▸ **Text excerpt**

━━━━━━

Staying clean at a rehab facility or a sober living home is difficult, but nothing compared to the struggle of continuing a sober life while still fighting the urge to use again in an environment without the same level of control that you might have come to expect in recovery clinics. The daily struggle to stay clean is a part of recovery – and yes, it does get easier.
While most people relapse in the first year after recovery, only a fraction (15 percent) relapse after five years. And over time, that number continues to drop. The idea that it becomes easier over time to stay sober is data-driven – but that doesn’t change that early on, it’s exceptionally hard. Knowing how to stay sober is key – but what exactly does that entail?
A Support Network Is Important
You’re not in this alone – nor should you ever be. Beating an addiction isn’t about willpower, it’s about consistency. You need to stay sober day in and day out but doing that on your own isn’t just a tall ask, it’s unrealistic.

━━━━━━

▸ **Recorded information**

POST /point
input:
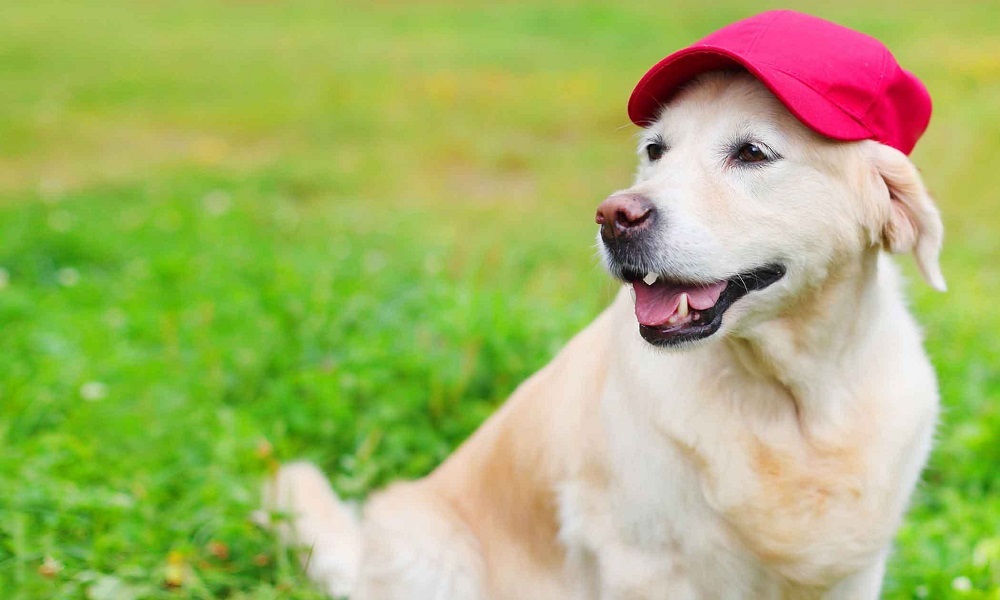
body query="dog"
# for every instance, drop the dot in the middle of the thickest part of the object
(747, 419)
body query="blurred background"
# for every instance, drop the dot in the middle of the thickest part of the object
(238, 232)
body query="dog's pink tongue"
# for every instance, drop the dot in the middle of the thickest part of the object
(655, 304)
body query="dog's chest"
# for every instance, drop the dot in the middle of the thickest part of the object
(706, 515)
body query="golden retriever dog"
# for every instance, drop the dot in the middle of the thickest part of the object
(746, 420)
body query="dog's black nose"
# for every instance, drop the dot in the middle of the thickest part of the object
(624, 215)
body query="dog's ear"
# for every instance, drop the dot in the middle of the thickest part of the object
(912, 222)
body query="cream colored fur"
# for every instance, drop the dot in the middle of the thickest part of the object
(774, 459)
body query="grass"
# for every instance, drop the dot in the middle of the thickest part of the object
(234, 233)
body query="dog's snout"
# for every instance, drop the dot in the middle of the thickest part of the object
(623, 215)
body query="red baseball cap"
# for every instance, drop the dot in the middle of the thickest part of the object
(840, 83)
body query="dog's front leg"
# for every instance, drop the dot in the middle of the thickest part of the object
(863, 585)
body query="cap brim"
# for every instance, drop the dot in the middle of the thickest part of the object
(668, 76)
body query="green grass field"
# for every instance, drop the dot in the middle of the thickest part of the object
(234, 233)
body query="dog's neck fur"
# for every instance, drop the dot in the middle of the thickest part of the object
(827, 336)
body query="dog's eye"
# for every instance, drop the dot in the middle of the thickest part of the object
(654, 151)
(750, 153)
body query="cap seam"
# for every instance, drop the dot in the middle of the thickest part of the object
(878, 88)
(858, 119)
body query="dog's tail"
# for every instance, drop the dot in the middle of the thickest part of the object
(306, 513)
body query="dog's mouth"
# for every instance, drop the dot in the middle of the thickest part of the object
(671, 312)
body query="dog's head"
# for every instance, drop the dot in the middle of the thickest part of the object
(738, 209)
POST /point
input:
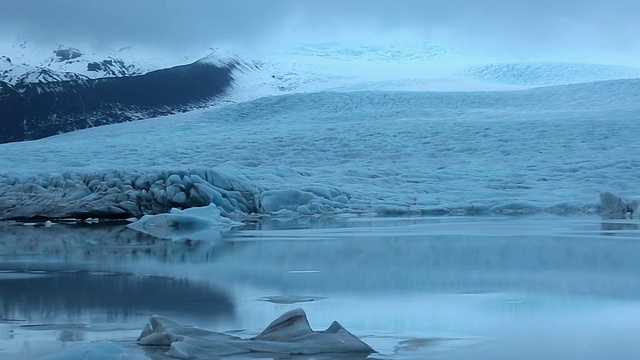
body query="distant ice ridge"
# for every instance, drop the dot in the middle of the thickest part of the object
(552, 149)
(549, 73)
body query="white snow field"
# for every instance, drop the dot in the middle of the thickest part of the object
(548, 149)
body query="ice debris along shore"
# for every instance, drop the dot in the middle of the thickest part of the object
(289, 334)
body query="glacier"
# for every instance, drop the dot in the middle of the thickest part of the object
(289, 334)
(547, 149)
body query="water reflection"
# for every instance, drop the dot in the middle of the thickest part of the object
(427, 286)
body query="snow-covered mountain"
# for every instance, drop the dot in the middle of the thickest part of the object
(69, 89)
(46, 91)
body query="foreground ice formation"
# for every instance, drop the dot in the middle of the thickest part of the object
(197, 223)
(290, 334)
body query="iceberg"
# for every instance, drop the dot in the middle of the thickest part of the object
(289, 334)
(198, 223)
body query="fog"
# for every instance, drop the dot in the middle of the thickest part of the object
(545, 25)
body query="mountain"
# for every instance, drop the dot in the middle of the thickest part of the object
(36, 110)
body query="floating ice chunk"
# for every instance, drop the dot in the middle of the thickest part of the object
(616, 207)
(96, 351)
(306, 201)
(199, 223)
(289, 334)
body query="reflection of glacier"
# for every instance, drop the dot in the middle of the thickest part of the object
(547, 149)
(465, 255)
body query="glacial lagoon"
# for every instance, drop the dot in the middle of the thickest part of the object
(448, 287)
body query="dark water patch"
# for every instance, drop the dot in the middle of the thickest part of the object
(114, 295)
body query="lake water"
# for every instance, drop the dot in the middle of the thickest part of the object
(489, 287)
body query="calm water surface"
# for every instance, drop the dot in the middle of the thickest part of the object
(526, 287)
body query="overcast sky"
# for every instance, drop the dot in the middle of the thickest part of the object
(180, 24)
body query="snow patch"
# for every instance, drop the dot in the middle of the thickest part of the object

━━━━━━

▸ **List of tasks**
- 1) Return the passage on staying sober from "While most people" up to and including "ask, it’s unrealistic.".
- 2) Answer these questions using the passage on staying sober.
(a) What does the passage say the daily struggle to stay clean is a part of?
(b) What share of people relapse after five years?
(c) According to the passage, beating an addiction is about what instead of willpower?
These rows have nothing to do with the passage on staying sober.

▸ **Task results**
- 1)
While most people relapse in the first year after recovery, only a fraction (15 percent) relapse after five years. And over time, that number continues to drop. The idea that it becomes easier over time to stay sober is data-driven – but that doesn’t change that early on, it’s exceptionally hard. Knowing how to stay sober is key – but what exactly does that entail?
A Support Network Is Important
You’re not in this alone – nor should you ever be. Beating an addiction isn’t about willpower, it’s about consistency. You need to stay sober day in and day out but doing that on your own isn’t just a tall ask, it’s unrealistic.

- 2)
(a) Recovery
(b) 15 percent
(c) Consistency